Reading passage -

L3: Linear Regression Flashcards

Question 1

Q

Is there a relationship between any of the advertising streams and sales?

Answer

A

It appears that TV and Radio look promising as having some relationship. This is shown by the linear/non-linear pattern.

Newspaper may have some weak relationship or may require a data transformation.

Question 2

Q

How strong is the relationship between the different advertising streams and sales?

Answer

A

TV has the strongest relationship, followed by radio and then newspaper.

Question 3

Q

Which of the media contributes to sales?

Answer

A

From first glance, it appears that TV and radio only contribute to sales

Question 4

Q

Is the relationship linear between the advertising streams and sales?

Answer

A

Perhaps the radio and tv are linear, however it is possible that the relationship tapers, so the relationship could be logarithmic for TV and perhaps something similar for radio

Question 5

Q

If there were synergy between two variables, what would this mean?

Answer

A

It would suggest that there is an interaction between two variables that aids in the explanation of the dependent variable’s variability.

Question 6

Q

What are the assumptions that are made in a linear regression model? (3)

What the exercise asks - Decide whether each statement below agrees with the linear regression flashcards above, answering yes or no and quoting the deciding words: (a) Newspaper has a stronger relationship with sales than radio does. (b) At first glance, TV and radio appear to be the only media contributing to sales. (c) The relationship between TV and sales could be logarithmic.

Data rows -
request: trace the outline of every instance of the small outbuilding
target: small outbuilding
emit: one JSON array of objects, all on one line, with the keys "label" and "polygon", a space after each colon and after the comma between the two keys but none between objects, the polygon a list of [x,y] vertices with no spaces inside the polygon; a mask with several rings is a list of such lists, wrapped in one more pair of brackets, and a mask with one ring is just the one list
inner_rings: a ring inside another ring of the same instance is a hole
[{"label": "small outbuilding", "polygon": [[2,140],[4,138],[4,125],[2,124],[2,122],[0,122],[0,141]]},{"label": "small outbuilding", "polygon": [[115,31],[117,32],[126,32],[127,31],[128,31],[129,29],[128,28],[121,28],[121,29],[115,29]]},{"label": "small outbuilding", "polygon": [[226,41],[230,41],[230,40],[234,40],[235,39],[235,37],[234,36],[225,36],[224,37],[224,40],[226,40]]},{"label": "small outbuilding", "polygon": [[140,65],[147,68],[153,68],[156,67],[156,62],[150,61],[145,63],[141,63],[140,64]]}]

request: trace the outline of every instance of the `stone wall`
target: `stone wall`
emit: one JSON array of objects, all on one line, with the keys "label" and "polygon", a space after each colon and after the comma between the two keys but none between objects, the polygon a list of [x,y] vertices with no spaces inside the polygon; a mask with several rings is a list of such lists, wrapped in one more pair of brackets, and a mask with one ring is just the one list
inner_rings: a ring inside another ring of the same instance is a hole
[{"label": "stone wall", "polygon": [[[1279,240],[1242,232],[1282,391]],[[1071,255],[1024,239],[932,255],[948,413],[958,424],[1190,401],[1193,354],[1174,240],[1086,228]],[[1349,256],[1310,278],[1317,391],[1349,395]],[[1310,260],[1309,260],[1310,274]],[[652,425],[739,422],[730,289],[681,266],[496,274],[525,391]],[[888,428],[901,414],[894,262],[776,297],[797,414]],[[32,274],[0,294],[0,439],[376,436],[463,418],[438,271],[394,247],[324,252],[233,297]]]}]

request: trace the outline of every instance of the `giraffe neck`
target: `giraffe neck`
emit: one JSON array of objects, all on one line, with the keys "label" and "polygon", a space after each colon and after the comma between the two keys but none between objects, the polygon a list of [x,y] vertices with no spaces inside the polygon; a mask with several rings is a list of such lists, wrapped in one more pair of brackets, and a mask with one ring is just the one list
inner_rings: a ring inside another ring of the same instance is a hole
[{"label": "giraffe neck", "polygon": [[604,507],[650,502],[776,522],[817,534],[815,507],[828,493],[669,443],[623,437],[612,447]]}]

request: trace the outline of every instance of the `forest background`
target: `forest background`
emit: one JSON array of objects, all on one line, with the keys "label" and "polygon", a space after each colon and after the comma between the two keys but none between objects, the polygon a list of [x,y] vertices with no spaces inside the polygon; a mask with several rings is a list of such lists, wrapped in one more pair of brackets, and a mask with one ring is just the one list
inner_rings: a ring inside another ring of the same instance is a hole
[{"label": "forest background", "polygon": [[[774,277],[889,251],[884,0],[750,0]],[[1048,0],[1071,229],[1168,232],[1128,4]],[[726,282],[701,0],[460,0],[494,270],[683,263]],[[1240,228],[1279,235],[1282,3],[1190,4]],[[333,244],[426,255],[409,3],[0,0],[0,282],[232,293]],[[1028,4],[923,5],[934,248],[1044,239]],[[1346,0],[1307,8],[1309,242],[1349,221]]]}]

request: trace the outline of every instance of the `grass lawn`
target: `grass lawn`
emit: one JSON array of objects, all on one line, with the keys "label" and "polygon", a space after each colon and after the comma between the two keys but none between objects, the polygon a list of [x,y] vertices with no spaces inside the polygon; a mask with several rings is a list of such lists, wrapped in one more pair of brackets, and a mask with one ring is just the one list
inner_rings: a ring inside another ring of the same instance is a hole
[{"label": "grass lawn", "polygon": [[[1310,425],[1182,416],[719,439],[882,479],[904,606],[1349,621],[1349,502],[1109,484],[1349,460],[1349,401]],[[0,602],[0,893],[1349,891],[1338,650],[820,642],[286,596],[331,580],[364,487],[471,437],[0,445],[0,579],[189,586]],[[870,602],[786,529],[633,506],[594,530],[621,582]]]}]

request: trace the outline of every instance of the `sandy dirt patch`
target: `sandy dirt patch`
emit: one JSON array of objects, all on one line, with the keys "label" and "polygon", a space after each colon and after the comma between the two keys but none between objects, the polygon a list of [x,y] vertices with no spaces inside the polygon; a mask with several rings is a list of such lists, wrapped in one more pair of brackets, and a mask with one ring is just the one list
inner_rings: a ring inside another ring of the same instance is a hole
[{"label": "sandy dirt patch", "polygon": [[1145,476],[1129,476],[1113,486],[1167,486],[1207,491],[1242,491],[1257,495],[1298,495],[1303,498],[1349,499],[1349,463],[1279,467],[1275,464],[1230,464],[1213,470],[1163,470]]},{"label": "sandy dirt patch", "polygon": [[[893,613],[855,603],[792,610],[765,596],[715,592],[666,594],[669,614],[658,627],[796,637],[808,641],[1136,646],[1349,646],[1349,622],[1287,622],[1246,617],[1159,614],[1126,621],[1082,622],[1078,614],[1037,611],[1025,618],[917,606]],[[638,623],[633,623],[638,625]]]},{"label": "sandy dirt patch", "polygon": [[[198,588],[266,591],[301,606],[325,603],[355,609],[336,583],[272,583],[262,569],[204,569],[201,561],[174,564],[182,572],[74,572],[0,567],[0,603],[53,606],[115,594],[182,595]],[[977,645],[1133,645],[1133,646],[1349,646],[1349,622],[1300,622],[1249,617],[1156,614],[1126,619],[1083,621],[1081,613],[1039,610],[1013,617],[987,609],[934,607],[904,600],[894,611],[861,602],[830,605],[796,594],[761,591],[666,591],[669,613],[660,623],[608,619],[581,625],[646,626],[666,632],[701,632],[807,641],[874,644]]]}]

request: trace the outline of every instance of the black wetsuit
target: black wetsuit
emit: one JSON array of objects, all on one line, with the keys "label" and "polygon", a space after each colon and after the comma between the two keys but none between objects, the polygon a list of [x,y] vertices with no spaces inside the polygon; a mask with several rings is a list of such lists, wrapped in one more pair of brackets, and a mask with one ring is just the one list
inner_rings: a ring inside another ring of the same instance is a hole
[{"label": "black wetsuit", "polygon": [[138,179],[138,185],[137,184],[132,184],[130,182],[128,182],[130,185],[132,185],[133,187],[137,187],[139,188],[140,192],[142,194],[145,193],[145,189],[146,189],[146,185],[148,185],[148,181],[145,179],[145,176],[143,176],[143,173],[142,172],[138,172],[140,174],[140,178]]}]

Output below -
(a) No: "TV has the strongest relationship, followed by radio and then newspaper."
(b) Yes: "From first glance, it appears that TV and radio only contribute to sales"
(c) Yes: "the relationship could be logarithmic for TV"